**Your instructions:** Could you give every line of the records below as a numbered list, leaving out any blank lines?

**Stored records:**
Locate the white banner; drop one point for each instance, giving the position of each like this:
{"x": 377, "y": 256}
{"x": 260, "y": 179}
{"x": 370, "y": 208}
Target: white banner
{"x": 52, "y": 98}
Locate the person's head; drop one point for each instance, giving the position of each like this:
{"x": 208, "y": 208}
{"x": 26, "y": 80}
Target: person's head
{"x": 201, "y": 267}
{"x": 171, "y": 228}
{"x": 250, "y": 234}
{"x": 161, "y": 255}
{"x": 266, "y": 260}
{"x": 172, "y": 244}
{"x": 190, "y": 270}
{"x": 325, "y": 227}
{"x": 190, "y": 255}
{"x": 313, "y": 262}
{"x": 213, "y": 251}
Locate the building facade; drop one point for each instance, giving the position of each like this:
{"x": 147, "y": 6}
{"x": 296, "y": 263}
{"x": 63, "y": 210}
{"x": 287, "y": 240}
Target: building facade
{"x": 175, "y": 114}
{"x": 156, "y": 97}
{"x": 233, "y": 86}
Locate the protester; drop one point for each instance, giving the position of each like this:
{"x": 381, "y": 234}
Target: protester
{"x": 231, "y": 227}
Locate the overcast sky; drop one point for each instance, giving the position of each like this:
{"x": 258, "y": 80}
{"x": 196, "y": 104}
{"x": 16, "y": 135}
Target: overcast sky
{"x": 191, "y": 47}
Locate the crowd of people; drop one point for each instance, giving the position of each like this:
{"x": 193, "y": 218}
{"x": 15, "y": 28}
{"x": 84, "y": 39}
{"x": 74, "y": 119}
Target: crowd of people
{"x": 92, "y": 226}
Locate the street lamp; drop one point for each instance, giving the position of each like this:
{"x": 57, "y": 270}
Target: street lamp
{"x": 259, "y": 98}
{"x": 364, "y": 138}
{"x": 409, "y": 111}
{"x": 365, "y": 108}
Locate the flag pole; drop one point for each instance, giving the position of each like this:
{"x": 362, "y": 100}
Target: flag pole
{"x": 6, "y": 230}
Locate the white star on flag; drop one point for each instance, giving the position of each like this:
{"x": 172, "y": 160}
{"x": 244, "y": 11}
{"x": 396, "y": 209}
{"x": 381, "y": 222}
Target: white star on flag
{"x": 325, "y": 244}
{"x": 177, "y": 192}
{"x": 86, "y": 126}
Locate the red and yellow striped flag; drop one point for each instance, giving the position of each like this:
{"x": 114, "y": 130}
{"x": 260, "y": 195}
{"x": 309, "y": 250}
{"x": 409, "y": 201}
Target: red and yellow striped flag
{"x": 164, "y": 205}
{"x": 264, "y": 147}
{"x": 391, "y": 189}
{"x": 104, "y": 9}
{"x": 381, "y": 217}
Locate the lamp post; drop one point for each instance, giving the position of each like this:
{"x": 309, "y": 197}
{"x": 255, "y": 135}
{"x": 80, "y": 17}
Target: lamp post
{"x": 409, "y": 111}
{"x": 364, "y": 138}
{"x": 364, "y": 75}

**Expected output:**
1. Locate the white banner; drop one point for each instance, giving the position of each like this:
2. {"x": 377, "y": 256}
3. {"x": 260, "y": 179}
4. {"x": 370, "y": 208}
5. Target: white banner
6. {"x": 52, "y": 98}
7. Locate the person's head; drop one point for each instance, giving the position of each like this:
8. {"x": 208, "y": 208}
9. {"x": 26, "y": 80}
10. Target: person's head
11. {"x": 201, "y": 267}
12. {"x": 171, "y": 228}
13. {"x": 250, "y": 234}
14. {"x": 161, "y": 255}
15. {"x": 266, "y": 260}
16. {"x": 172, "y": 244}
17. {"x": 190, "y": 270}
18. {"x": 325, "y": 227}
19. {"x": 190, "y": 255}
20. {"x": 313, "y": 262}
21. {"x": 213, "y": 251}
22. Locate the building facade; drop one point for each instance, giving the position of each like this:
23. {"x": 147, "y": 6}
24. {"x": 296, "y": 263}
25. {"x": 63, "y": 210}
26. {"x": 287, "y": 240}
27. Target: building facade
28. {"x": 175, "y": 114}
29. {"x": 156, "y": 97}
30. {"x": 233, "y": 86}
31. Locate the protester; drop one point for each instance, giving the position of each like this:
32. {"x": 381, "y": 234}
33. Target: protester
34. {"x": 231, "y": 227}
35. Locate the overcast sky; drop one point for each instance, giving the position of each like this:
36. {"x": 258, "y": 80}
37. {"x": 196, "y": 104}
38. {"x": 16, "y": 135}
39. Target: overcast sky
40. {"x": 191, "y": 47}
41. Locate the crowd of people; drop one point for each instance, giving the position of each like this:
42. {"x": 193, "y": 218}
43. {"x": 15, "y": 28}
44. {"x": 84, "y": 39}
45. {"x": 74, "y": 119}
46. Target: crowd of people
47. {"x": 92, "y": 226}
48. Locate the street lamp; drop one point for each instance, giving the position of each like this:
49. {"x": 57, "y": 270}
50. Target: street lamp
51. {"x": 259, "y": 98}
52. {"x": 364, "y": 138}
53. {"x": 409, "y": 111}
54. {"x": 365, "y": 108}
55. Locate the flag pole; drop one point for each instance, giving the position of each like this:
56. {"x": 362, "y": 100}
57. Target: flag pole
58. {"x": 6, "y": 230}
59. Locate the white star on flag; drop one point for each instance, giving the position of each like this:
60. {"x": 172, "y": 160}
61. {"x": 244, "y": 11}
62. {"x": 396, "y": 209}
63. {"x": 381, "y": 222}
64. Target: white star on flag
65. {"x": 325, "y": 244}
66. {"x": 177, "y": 192}
67. {"x": 86, "y": 126}
68. Locate the red and yellow striped flag; drop one point for each instance, giving the position of each like this:
69. {"x": 114, "y": 130}
70. {"x": 260, "y": 195}
71. {"x": 309, "y": 250}
72. {"x": 409, "y": 201}
73. Target: red and yellow striped flag
74. {"x": 164, "y": 205}
75. {"x": 264, "y": 147}
76. {"x": 391, "y": 189}
77. {"x": 104, "y": 9}
78. {"x": 381, "y": 217}
79. Locate the lamp post; drop one point for each instance, giving the position of each like this:
80. {"x": 309, "y": 197}
81. {"x": 255, "y": 135}
82. {"x": 80, "y": 17}
83. Target: lamp post
84. {"x": 409, "y": 111}
85. {"x": 364, "y": 138}
86. {"x": 364, "y": 75}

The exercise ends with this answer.